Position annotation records
/---

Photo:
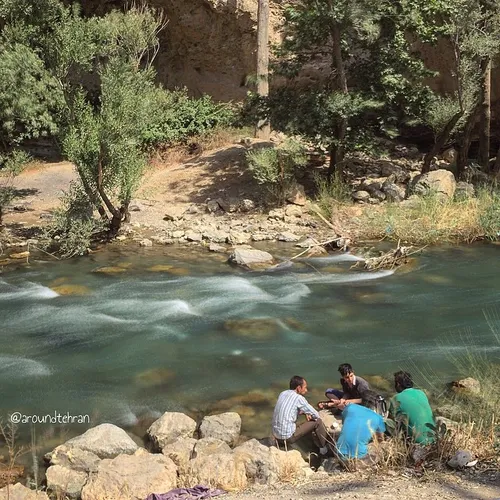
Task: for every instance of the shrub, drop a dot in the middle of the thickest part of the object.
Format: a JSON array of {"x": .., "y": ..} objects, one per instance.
[
  {"x": 179, "y": 117},
  {"x": 276, "y": 167},
  {"x": 74, "y": 225}
]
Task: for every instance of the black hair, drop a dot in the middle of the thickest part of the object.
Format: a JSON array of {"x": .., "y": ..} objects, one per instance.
[
  {"x": 369, "y": 399},
  {"x": 345, "y": 369},
  {"x": 296, "y": 381},
  {"x": 403, "y": 380}
]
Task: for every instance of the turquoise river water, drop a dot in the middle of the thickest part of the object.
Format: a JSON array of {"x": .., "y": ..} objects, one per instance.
[{"x": 151, "y": 338}]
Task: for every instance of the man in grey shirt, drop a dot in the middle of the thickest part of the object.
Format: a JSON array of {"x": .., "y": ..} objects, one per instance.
[{"x": 290, "y": 405}]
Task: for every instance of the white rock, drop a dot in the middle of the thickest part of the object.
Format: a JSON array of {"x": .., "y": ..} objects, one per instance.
[
  {"x": 105, "y": 441},
  {"x": 131, "y": 477},
  {"x": 170, "y": 427},
  {"x": 226, "y": 427}
]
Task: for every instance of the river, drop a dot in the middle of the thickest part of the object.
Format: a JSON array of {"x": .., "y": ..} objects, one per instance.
[{"x": 158, "y": 335}]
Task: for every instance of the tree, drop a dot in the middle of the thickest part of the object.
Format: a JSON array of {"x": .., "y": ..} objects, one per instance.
[{"x": 263, "y": 128}]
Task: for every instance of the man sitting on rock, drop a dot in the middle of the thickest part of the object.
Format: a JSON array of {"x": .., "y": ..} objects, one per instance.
[
  {"x": 411, "y": 411},
  {"x": 352, "y": 387},
  {"x": 360, "y": 424},
  {"x": 290, "y": 405}
]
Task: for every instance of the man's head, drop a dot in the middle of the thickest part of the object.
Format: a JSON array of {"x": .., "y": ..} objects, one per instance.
[
  {"x": 346, "y": 372},
  {"x": 370, "y": 399},
  {"x": 298, "y": 384},
  {"x": 402, "y": 381}
]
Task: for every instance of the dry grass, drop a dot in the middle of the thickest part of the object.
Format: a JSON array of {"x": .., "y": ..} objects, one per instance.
[{"x": 430, "y": 220}]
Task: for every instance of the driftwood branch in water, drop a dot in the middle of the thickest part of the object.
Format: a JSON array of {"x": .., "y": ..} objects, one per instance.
[{"x": 389, "y": 260}]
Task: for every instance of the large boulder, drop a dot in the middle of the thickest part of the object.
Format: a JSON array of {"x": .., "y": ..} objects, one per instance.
[
  {"x": 19, "y": 492},
  {"x": 210, "y": 446},
  {"x": 250, "y": 257},
  {"x": 105, "y": 441},
  {"x": 268, "y": 465},
  {"x": 222, "y": 470},
  {"x": 441, "y": 182},
  {"x": 131, "y": 477},
  {"x": 226, "y": 427},
  {"x": 170, "y": 427},
  {"x": 73, "y": 458},
  {"x": 64, "y": 482},
  {"x": 181, "y": 452}
]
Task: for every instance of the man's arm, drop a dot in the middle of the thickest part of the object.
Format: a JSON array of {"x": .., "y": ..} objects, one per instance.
[{"x": 306, "y": 408}]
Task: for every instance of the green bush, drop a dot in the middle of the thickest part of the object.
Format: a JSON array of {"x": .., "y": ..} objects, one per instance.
[
  {"x": 277, "y": 167},
  {"x": 74, "y": 225},
  {"x": 179, "y": 117}
]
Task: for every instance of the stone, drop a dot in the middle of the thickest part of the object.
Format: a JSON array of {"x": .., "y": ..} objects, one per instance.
[
  {"x": 154, "y": 377},
  {"x": 229, "y": 205},
  {"x": 400, "y": 175},
  {"x": 467, "y": 385},
  {"x": 213, "y": 206},
  {"x": 65, "y": 483},
  {"x": 180, "y": 452},
  {"x": 19, "y": 255},
  {"x": 288, "y": 237},
  {"x": 253, "y": 328},
  {"x": 238, "y": 238},
  {"x": 173, "y": 213},
  {"x": 247, "y": 205},
  {"x": 461, "y": 459},
  {"x": 226, "y": 427},
  {"x": 277, "y": 213},
  {"x": 20, "y": 492},
  {"x": 450, "y": 155},
  {"x": 464, "y": 190},
  {"x": 131, "y": 477},
  {"x": 110, "y": 270},
  {"x": 215, "y": 235},
  {"x": 250, "y": 257},
  {"x": 438, "y": 181},
  {"x": 193, "y": 236},
  {"x": 262, "y": 237},
  {"x": 73, "y": 458},
  {"x": 210, "y": 446},
  {"x": 297, "y": 195},
  {"x": 361, "y": 196},
  {"x": 393, "y": 192},
  {"x": 170, "y": 427},
  {"x": 105, "y": 441},
  {"x": 214, "y": 247},
  {"x": 222, "y": 470},
  {"x": 71, "y": 289},
  {"x": 293, "y": 211}
]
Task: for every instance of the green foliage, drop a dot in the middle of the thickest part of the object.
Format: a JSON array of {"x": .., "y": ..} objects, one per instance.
[
  {"x": 276, "y": 167},
  {"x": 29, "y": 96},
  {"x": 74, "y": 225},
  {"x": 179, "y": 117}
]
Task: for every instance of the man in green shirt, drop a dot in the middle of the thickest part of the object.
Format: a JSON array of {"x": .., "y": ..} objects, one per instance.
[{"x": 410, "y": 409}]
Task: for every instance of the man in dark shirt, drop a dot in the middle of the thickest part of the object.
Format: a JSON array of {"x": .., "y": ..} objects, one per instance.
[{"x": 352, "y": 387}]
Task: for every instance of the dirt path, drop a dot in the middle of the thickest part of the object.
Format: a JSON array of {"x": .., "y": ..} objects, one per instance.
[{"x": 442, "y": 487}]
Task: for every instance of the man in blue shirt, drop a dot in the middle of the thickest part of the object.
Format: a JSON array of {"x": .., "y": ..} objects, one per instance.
[
  {"x": 360, "y": 424},
  {"x": 290, "y": 405}
]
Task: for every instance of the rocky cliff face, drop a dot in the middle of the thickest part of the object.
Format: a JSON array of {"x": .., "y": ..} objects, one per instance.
[{"x": 208, "y": 45}]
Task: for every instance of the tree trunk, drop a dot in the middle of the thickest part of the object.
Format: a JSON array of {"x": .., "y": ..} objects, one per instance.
[
  {"x": 263, "y": 128},
  {"x": 441, "y": 141},
  {"x": 496, "y": 167},
  {"x": 463, "y": 151},
  {"x": 485, "y": 121},
  {"x": 340, "y": 127}
]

\---

- **Exercise objective**
Update all of the items above by changing "thickest part" to "widest part" and leaving everything else as it is. Leave out the pictures when you write them back.

- **Result of the exercise**
Photo:
Task: for every instance of the shrub, drop a dot in the middle of the widest part of the object.
Format: a JSON array of {"x": .., "y": ..} objects, one per instance.
[
  {"x": 179, "y": 117},
  {"x": 276, "y": 167},
  {"x": 74, "y": 225}
]
Task: for every instance of the black hair, drop a dot in the middle of the widest part of the object.
Format: a JSON array of {"x": .., "y": ..} objects, one per instance.
[
  {"x": 369, "y": 399},
  {"x": 345, "y": 369},
  {"x": 296, "y": 381},
  {"x": 403, "y": 380}
]
Task: for every instance of the turquoise river water, drop a dot in the middle of the widest part of the object.
Format: a JSON array of {"x": .., "y": ..} objects, one per instance.
[{"x": 151, "y": 338}]
Task: for every instance of the man in grey shirt, drop a dot in the middle of the widest part of the object.
Format: a JSON array of {"x": .., "y": ..} objects, one per instance.
[{"x": 290, "y": 405}]
Task: for every instance of the white rock, drop a dot in the middle of the widest part of the object.
Format: a JSON array of {"x": .., "y": ..} objects, one per instance.
[
  {"x": 105, "y": 441},
  {"x": 131, "y": 477},
  {"x": 170, "y": 427},
  {"x": 226, "y": 427}
]
Task: for every instance of the river, drop a dot in the middle of the widest part of the object.
Format: a JSON array of {"x": .., "y": ..} objects, one per instance.
[{"x": 158, "y": 335}]
Task: for every instance of the tree, drop a dot in the middle of the widest part of the object.
Format: a JSON array of {"x": .., "y": ..} objects, one per instance.
[{"x": 263, "y": 128}]
Task: for every instance of the man sitting on rock, drop a dot in the middle of the widest part of the object.
Format: a JSON array of {"x": .., "y": ..} objects, one per instance.
[
  {"x": 411, "y": 411},
  {"x": 352, "y": 387},
  {"x": 360, "y": 424},
  {"x": 290, "y": 405}
]
Task: for every instance of the man's head, drop a dot in the middle of the widest part of the object.
Format: a JSON array of {"x": .., "y": ..} objects, one per instance.
[
  {"x": 346, "y": 372},
  {"x": 370, "y": 399},
  {"x": 298, "y": 384},
  {"x": 402, "y": 381}
]
Task: for every instance of the dry grass, drop a dot in the middle of the widest part of the object.
Format: a JSON array of {"x": .., "y": ..} objects, one per instance.
[{"x": 430, "y": 220}]
Task: for every instance of the driftwood branch in water, drop a dot in the middle of the widest part of the object.
Format: a JSON array of {"x": .., "y": ..} objects, one per instance.
[{"x": 389, "y": 260}]
Task: for every instance of the large boulder, drop a dot in the middle of the widest part of the object.
Format: a JSON array of {"x": .., "y": ..} objects, one per instance.
[
  {"x": 19, "y": 492},
  {"x": 210, "y": 446},
  {"x": 250, "y": 257},
  {"x": 105, "y": 441},
  {"x": 268, "y": 465},
  {"x": 222, "y": 470},
  {"x": 441, "y": 182},
  {"x": 131, "y": 477},
  {"x": 226, "y": 427},
  {"x": 170, "y": 427},
  {"x": 73, "y": 458},
  {"x": 64, "y": 482},
  {"x": 181, "y": 452}
]
Task: for every instance of the man's arm, drop a dot in the middle of the widest part of the object.
Format: a JSON array of {"x": .., "y": ..} objects, one per instance.
[{"x": 306, "y": 408}]
Task: for every instance of the green bush, drop a dot in the middle of the widest part of the object.
Format: a JSON array of {"x": .., "y": ..} objects, one per instance.
[
  {"x": 277, "y": 167},
  {"x": 74, "y": 225},
  {"x": 179, "y": 117}
]
Task: for every instance of the stone, drop a dot in the middle of the widest part of the object.
Format: a JSON array of {"x": .., "y": ..} objects, one per instance.
[
  {"x": 154, "y": 377},
  {"x": 229, "y": 205},
  {"x": 400, "y": 175},
  {"x": 467, "y": 385},
  {"x": 213, "y": 206},
  {"x": 65, "y": 483},
  {"x": 180, "y": 452},
  {"x": 19, "y": 255},
  {"x": 288, "y": 237},
  {"x": 253, "y": 328},
  {"x": 238, "y": 238},
  {"x": 173, "y": 213},
  {"x": 247, "y": 205},
  {"x": 461, "y": 459},
  {"x": 226, "y": 427},
  {"x": 277, "y": 213},
  {"x": 20, "y": 492},
  {"x": 450, "y": 155},
  {"x": 464, "y": 190},
  {"x": 131, "y": 477},
  {"x": 110, "y": 270},
  {"x": 215, "y": 235},
  {"x": 250, "y": 257},
  {"x": 438, "y": 181},
  {"x": 193, "y": 236},
  {"x": 262, "y": 237},
  {"x": 73, "y": 458},
  {"x": 210, "y": 446},
  {"x": 297, "y": 195},
  {"x": 361, "y": 196},
  {"x": 393, "y": 192},
  {"x": 170, "y": 427},
  {"x": 105, "y": 441},
  {"x": 214, "y": 247},
  {"x": 222, "y": 470},
  {"x": 71, "y": 289},
  {"x": 293, "y": 211}
]
Task: for every instance of the green foliage, drop a dot in the middle of the widest part of the object.
Format: a JSON array of {"x": .., "y": ..} objects, one per instance.
[
  {"x": 276, "y": 167},
  {"x": 29, "y": 96},
  {"x": 74, "y": 225},
  {"x": 179, "y": 117}
]
Task: for every instance of the man in green shirt, drop a dot in the middle of the widest part of the object.
Format: a JSON array of {"x": .., "y": ..} objects, one per instance.
[{"x": 410, "y": 409}]
Task: for every instance of the man in dark shirt, drop a dot in the middle of the widest part of the object.
Format: a JSON array of {"x": .., "y": ..} objects, one per instance.
[{"x": 352, "y": 387}]
Task: for every instance of the dirt path, drop a dot in the middle of the widest part of the object.
Format: a JSON array of {"x": .., "y": ..} objects, one per instance.
[{"x": 442, "y": 487}]
Task: for every instance of the man in blue shirt, drop a dot in the middle of the widest part of the object.
Format: a JSON array of {"x": .., "y": ..} objects, one per instance.
[
  {"x": 360, "y": 424},
  {"x": 290, "y": 405}
]
Task: for every instance of the rocky cliff face, drop a dot in the middle of the widest part of the object.
Format: a JSON array of {"x": .., "y": ..} objects, one per instance.
[{"x": 208, "y": 45}]
Task: for every instance of the tree trunk, drop a dot in the middle of the widest part of the object.
Format: a JSON array of {"x": .., "y": ..} objects, one per instance.
[
  {"x": 263, "y": 128},
  {"x": 441, "y": 141},
  {"x": 496, "y": 167},
  {"x": 463, "y": 151},
  {"x": 485, "y": 121},
  {"x": 340, "y": 127}
]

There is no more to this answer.